The answer should consist of all the records, written out word for word.

Supplied records: Begin

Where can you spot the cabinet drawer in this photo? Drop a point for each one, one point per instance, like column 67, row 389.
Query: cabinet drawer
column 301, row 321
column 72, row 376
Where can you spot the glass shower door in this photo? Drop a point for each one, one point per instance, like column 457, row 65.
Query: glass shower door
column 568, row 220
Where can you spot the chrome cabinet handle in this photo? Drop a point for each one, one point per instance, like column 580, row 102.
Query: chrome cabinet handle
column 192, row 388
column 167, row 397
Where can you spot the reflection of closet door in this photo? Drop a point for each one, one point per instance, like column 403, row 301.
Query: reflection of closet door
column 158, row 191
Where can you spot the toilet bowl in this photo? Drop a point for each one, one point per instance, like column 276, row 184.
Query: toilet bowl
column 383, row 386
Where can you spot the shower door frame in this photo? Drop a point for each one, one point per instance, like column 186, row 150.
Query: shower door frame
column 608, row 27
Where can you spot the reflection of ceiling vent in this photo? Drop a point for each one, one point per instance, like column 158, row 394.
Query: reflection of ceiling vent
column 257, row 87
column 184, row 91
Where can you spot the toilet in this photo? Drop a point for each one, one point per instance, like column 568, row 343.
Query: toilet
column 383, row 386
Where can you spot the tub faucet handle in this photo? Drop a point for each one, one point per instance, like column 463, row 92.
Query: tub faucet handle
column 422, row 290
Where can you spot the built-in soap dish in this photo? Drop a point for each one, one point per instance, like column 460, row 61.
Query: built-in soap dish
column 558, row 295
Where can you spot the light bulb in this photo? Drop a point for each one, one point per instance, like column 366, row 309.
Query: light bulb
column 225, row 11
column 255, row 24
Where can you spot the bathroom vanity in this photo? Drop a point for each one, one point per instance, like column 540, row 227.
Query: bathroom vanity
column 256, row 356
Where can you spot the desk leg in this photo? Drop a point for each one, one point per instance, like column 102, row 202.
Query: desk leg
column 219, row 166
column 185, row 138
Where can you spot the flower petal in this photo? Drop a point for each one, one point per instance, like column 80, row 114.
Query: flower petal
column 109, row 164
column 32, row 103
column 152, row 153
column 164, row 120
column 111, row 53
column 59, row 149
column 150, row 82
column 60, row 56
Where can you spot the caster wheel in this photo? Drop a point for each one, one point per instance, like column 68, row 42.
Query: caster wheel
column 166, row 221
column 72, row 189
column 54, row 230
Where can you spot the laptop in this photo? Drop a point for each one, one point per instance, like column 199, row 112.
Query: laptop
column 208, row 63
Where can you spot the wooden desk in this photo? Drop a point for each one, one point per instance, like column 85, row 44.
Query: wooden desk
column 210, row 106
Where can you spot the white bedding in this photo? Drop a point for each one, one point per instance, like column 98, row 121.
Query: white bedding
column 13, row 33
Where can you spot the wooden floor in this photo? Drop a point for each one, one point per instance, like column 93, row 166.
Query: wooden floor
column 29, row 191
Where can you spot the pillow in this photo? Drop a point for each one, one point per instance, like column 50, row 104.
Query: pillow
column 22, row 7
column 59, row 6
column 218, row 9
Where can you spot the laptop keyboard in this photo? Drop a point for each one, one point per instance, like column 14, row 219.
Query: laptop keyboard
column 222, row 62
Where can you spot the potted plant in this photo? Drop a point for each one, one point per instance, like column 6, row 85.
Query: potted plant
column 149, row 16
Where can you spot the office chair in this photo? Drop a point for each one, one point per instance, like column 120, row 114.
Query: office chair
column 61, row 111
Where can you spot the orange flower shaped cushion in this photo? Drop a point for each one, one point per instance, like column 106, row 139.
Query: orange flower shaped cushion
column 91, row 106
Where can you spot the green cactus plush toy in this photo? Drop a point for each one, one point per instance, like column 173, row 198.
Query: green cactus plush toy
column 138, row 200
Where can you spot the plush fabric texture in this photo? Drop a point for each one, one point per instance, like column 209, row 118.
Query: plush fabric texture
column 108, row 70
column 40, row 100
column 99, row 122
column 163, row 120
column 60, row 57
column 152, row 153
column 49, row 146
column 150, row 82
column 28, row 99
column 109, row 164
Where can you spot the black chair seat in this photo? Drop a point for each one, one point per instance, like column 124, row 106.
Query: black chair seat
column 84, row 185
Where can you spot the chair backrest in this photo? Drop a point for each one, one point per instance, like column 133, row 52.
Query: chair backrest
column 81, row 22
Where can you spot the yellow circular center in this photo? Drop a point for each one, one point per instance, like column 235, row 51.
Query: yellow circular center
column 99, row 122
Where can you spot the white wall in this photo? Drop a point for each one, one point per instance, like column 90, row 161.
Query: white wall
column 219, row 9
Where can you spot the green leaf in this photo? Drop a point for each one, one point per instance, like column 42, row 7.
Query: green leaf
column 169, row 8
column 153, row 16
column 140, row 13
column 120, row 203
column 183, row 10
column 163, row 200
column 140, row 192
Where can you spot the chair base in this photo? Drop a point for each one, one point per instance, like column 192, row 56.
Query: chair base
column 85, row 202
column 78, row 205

Supplied records: End

[Task solution]
Where can you spot the cabinet drawer in this photo? Drop a point for each one, one point per instance, like column 67, row 389.
Query: cabinet drawer
column 301, row 321
column 72, row 376
Where can you spot the glass shower door in this photo? Drop a point for each one, one point per instance, like column 457, row 65.
Query: glass shower door
column 568, row 220
Where can you spot the chrome cabinet handle in this photo? Drop a point for each one, one point per instance, like column 580, row 102.
Query: chrome cabinet handle
column 192, row 388
column 167, row 397
Where can you spot the reflection of closet door in this photo? Drop a point for each one, one point per instance, like column 403, row 301.
Query: reflection of closet door
column 158, row 191
Where can you spot the toilet bowl in this photo? Drop a point for each one, one point per instance, like column 276, row 184.
Query: toilet bowl
column 383, row 386
Where can you spot the shower door frame in this photo? Drop a point for each one, one point per instance, like column 186, row 150.
Query: shower door frame
column 608, row 27
Where can you spot the reflection of ceiling vent in this photo? Drop a point for each one, one point per instance, like column 158, row 394.
Query: reflection of ceiling vent
column 257, row 87
column 184, row 91
Where can you spot the toilet in this photo? Drop a point for each one, one point per instance, like column 568, row 343.
Query: toilet
column 383, row 386
Where can you spot the tub faucet handle in this photo? Drop a point for each one, one point per instance, like column 463, row 92.
Query: tub faucet handle
column 422, row 290
Where can you spot the built-in soap dish in this photo? Drop a point for each one, one point per instance, like column 460, row 61.
Query: built-in soap dish
column 558, row 295
Where can you spot the light bulb in this photo? Drop a point for each one, one point per instance, like column 366, row 309.
Query: light bulb
column 225, row 11
column 255, row 24
Where can you spot the bathroom vanity in this photo? Drop a point for each one, one point per instance, like column 540, row 227.
Query: bathroom vanity
column 256, row 356
Where can you spot the desk leg in this photo? Drop a point for each one, one point per instance, like column 102, row 202.
Query: desk leg
column 219, row 166
column 185, row 138
Where can you spot the flower petal in this photo? Drop a point for each one, one point per instance, like column 80, row 114.
Query: flower petal
column 109, row 164
column 32, row 103
column 152, row 153
column 164, row 120
column 111, row 53
column 59, row 149
column 150, row 82
column 60, row 56
Where can you spot the caster wheel in this photo? Drop a point for each one, one point per instance, like column 68, row 42.
Query: caster wheel
column 166, row 221
column 72, row 189
column 54, row 230
Where can you spot the laptop in this photo? Drop a point for each one, one point per instance, like column 199, row 112.
Query: laptop
column 208, row 63
Where can you spot the wooden desk in this photo? Drop a point for each one, one point per instance, like column 85, row 44.
Query: wooden desk
column 210, row 106
Where can you spot the white bedding in this photo? Drop a point for each one, one point per instance, like column 98, row 121.
Query: white bedding
column 13, row 33
Where can you spot the wooden floor in this photo? Drop a point for each one, one point per instance, like column 93, row 166.
Query: wooden floor
column 29, row 191
Where can you spot the pillow in this photo? Drop a point for each one, one point per instance, like column 50, row 104.
Query: pillow
column 22, row 7
column 59, row 6
column 218, row 9
Where can you spot the laptop keyboard in this photo? Drop a point for each one, one point per instance, like column 14, row 219.
Query: laptop keyboard
column 222, row 62
Where can you spot the potted plant in this photo? Drop a point for each one, one point per instance, like column 6, row 85.
Query: potted plant
column 149, row 16
Where can you spot the office chair in this photo? Drop a point for each one, one point per instance, like column 120, row 114.
Query: office chair
column 61, row 111
Where can you spot the orange flower shaped cushion in this photo? Drop a point for each one, one point per instance, like column 106, row 139.
Query: orange flower shaped cushion
column 91, row 106
Where can you spot the green cactus plush toy in this photo? Drop a point for each one, one point per instance, like column 173, row 198.
Query: green cactus plush toy
column 138, row 200
Where can you spot the plush fabric texture in this photo? Drop a point for each one, one point per instance, like column 209, row 118.
Query: plush fabric texture
column 108, row 70
column 40, row 100
column 99, row 122
column 163, row 120
column 60, row 57
column 152, row 153
column 49, row 146
column 150, row 82
column 28, row 99
column 109, row 164
Where can you spot the black chair seat in this photo? Drop a point for each one, one point per instance, like column 124, row 106.
Query: black chair seat
column 84, row 185
Where can you spot the chair backrest in this photo? Drop a point for each one, one point per instance, like column 133, row 52.
Query: chair backrest
column 81, row 22
Where can you spot the yellow circular center in this photo? Drop a point for each one, one point per instance, like column 235, row 51.
Query: yellow circular center
column 99, row 122
Where can you spot the white wall in this photo? Drop a point for each one, one point per instance, like column 90, row 161.
Query: white wall
column 219, row 9
Where can you spot the green leaf in this photo? Drop a point for each one, one point per instance, like column 42, row 7.
Query: green leaf
column 169, row 8
column 153, row 16
column 140, row 13
column 120, row 203
column 183, row 10
column 163, row 200
column 140, row 192
Where can you spot the chair base in this photo? Drop a point for each one, one point per instance, like column 192, row 56.
Query: chair base
column 85, row 202
column 78, row 205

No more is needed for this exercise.